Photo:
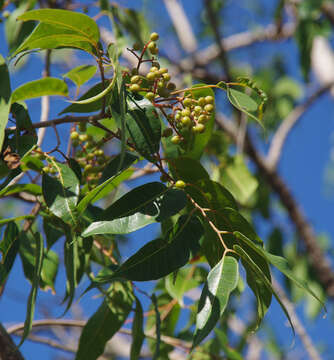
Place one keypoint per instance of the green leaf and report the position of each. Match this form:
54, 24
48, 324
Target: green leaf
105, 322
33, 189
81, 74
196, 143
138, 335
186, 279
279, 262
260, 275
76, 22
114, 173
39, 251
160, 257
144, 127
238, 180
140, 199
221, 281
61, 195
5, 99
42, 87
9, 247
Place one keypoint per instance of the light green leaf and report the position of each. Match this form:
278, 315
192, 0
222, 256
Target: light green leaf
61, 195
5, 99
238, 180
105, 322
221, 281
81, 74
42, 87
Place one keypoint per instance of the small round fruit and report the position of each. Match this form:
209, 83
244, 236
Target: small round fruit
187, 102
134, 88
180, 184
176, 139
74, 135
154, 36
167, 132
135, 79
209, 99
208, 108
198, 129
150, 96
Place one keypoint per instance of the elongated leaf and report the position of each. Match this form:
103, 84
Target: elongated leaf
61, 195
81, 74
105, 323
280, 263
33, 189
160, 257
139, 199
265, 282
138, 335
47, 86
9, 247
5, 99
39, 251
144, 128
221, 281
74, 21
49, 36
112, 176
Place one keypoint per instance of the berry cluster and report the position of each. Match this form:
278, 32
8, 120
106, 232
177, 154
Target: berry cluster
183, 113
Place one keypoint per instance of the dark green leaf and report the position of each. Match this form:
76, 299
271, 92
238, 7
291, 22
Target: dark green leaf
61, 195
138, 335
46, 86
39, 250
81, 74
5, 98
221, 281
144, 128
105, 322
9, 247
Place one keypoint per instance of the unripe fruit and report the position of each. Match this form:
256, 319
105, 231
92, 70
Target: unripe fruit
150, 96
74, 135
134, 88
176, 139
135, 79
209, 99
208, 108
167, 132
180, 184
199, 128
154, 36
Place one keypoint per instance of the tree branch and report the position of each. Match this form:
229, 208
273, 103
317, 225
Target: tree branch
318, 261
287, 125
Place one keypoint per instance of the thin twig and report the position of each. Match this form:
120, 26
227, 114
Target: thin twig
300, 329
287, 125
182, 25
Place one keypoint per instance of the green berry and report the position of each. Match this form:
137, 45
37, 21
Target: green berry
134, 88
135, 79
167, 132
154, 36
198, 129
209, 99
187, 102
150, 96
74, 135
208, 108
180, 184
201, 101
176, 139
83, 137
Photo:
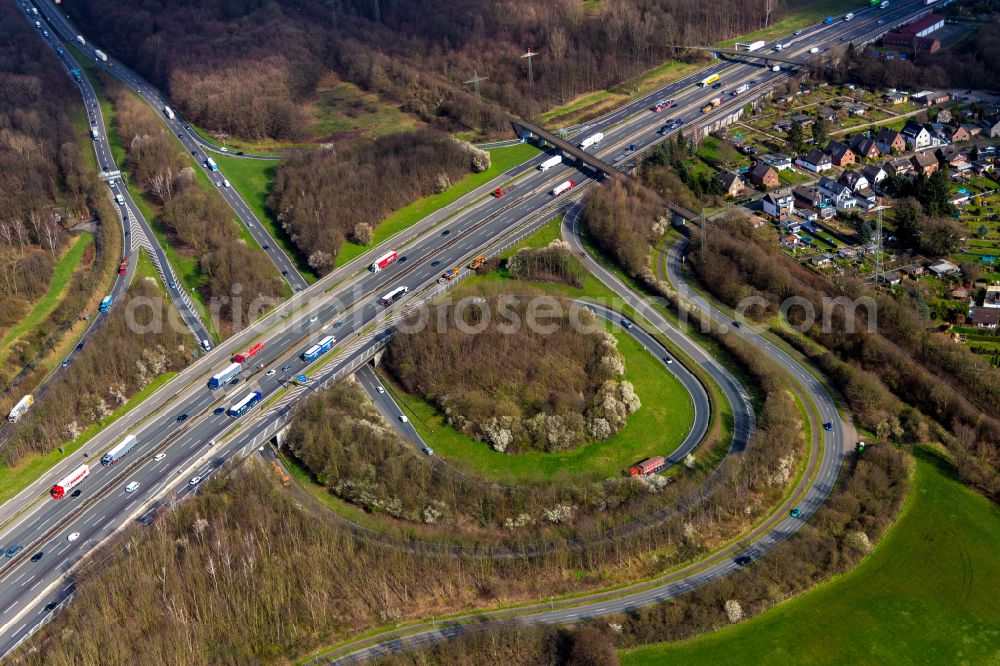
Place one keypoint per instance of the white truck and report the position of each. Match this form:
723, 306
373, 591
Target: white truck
◇ ◇ ◇ ◇ ◇
- **Prompt**:
Put every line of the records above into a Markdown table with the columns Row and Line, numbering the rows and leaving out blank lines. Leave the pictures out of the answer.

- **Correct output**:
| Row | Line |
|---|---|
| 1 | Photo: |
| 2 | Place one keypoint per instance of the green leaf and report the position of each. Match this form: |
| 3 | 54, 24 |
| 4 | 48, 324 |
| 5 | Target: green leaf |
| 6 | 105, 322 |
| 7 | 33, 189 |
| 8 | 81, 74 |
| 9 | 196, 143 |
| 10 | 138, 335 |
| 11 | 186, 279 |
| 12 | 279, 262 |
| 13 | 260, 275 |
| 14 | 76, 22 |
| 15 | 114, 173 |
| 16 | 39, 251 |
| 17 | 160, 257 |
| 18 | 144, 127 |
| 19 | 238, 180 |
| 20 | 140, 199 |
| 21 | 221, 281 |
| 22 | 61, 195 |
| 23 | 5, 99 |
| 24 | 42, 87 |
| 25 | 9, 247 |
| 26 | Place one keypoint per instance of the light green leaf and report the position of each. Match this form: |
| 27 | 278, 315 |
| 28 | 192, 0 |
| 29 | 222, 256 |
| 30 | Target: light green leaf |
| 31 | 61, 195 |
| 32 | 5, 99 |
| 33 | 238, 180 |
| 34 | 105, 322 |
| 35 | 221, 281 |
| 36 | 81, 74 |
| 37 | 42, 87 |
| 38 | Place one keypoint per instance of the small round fruit and report the position of each. Match this form: |
| 39 | 209, 83 |
| 40 | 244, 236 |
| 41 | Target: small round fruit |
| 42 | 187, 102 |
| 43 | 134, 88 |
| 44 | 180, 184 |
| 45 | 176, 139 |
| 46 | 74, 135 |
| 47 | 154, 36 |
| 48 | 167, 132 |
| 49 | 135, 79 |
| 50 | 209, 99 |
| 51 | 208, 108 |
| 52 | 198, 129 |
| 53 | 150, 96 |
| 54 | Place one keypoint per instance of the elongated leaf and report the position of each. Match this form: |
| 55 | 103, 84 |
| 56 | Target: elongated leaf |
| 57 | 61, 195 |
| 58 | 81, 74 |
| 59 | 105, 323 |
| 60 | 280, 263 |
| 61 | 33, 189 |
| 62 | 160, 257 |
| 63 | 139, 199 |
| 64 | 265, 282 |
| 65 | 138, 335 |
| 66 | 47, 86 |
| 67 | 9, 247 |
| 68 | 5, 99 |
| 69 | 39, 251 |
| 70 | 144, 128 |
| 71 | 221, 281 |
| 72 | 74, 21 |
| 73 | 49, 36 |
| 74 | 112, 176 |
| 75 | Place one keypoint per instance of the berry cluster and report the position of each. Match this form: |
| 76 | 278, 32 |
| 77 | 8, 120 |
| 78 | 106, 232 |
| 79 | 177, 154 |
| 80 | Target: berry cluster |
| 81 | 183, 113 |
| 82 | Place one keypoint per instance of the dark green leaf and report the position of each. Match this form: |
| 83 | 76, 299 |
| 84 | 271, 92 |
| 85 | 238, 7 |
| 86 | 291, 22 |
| 87 | Target: dark green leaf |
| 88 | 61, 195 |
| 89 | 138, 335 |
| 90 | 46, 86 |
| 91 | 39, 250 |
| 92 | 81, 74 |
| 93 | 5, 98 |
| 94 | 221, 281 |
| 95 | 144, 128 |
| 96 | 105, 322 |
| 97 | 9, 247 |
| 98 | Place one keypoint per instance of the unripe fruit and report the position of each. Match this form: |
| 99 | 256, 319 |
| 100 | 105, 231 |
| 101 | 92, 70 |
| 102 | Target: unripe fruit |
| 103 | 150, 96 |
| 104 | 74, 135 |
| 105 | 134, 88 |
| 106 | 176, 139 |
| 107 | 135, 79 |
| 108 | 209, 99 |
| 109 | 208, 108 |
| 110 | 167, 132 |
| 111 | 180, 184 |
| 112 | 199, 128 |
| 113 | 154, 36 |
| 114 | Place one keypoint per instance of the tree branch and report the position of each. Match this form: |
| 115 | 229, 208 |
| 116 | 273, 103 |
| 117 | 317, 225 |
| 118 | Target: tree branch |
| 119 | 318, 261 |
| 120 | 287, 125 |
| 121 | Place one keypoint per instance of the thin twig and report the position of each. Match this form: |
| 122 | 120, 26 |
| 123 | 227, 114 |
| 124 | Target: thin twig |
| 125 | 300, 329 |
| 126 | 287, 125 |
| 127 | 182, 25 |
| 128 | Place one keypoint per instance of the green berry and report the position of each. Match this form: |
| 129 | 137, 45 |
| 130 | 37, 21 |
| 131 | Target: green berry |
| 132 | 134, 88 |
| 133 | 135, 79 |
| 134 | 167, 132 |
| 135 | 154, 36 |
| 136 | 198, 129 |
| 137 | 209, 99 |
| 138 | 187, 102 |
| 139 | 150, 96 |
| 140 | 74, 135 |
| 141 | 208, 108 |
| 142 | 180, 184 |
| 143 | 201, 101 |
| 144 | 176, 139 |
| 145 | 83, 137 |
| 146 | Photo: |
| 147 | Place one keypoint per instance of the white truck and report the position of each. Match this form: |
| 148 | 723, 306 |
| 149 | 373, 591 |
| 150 | Target: white truck |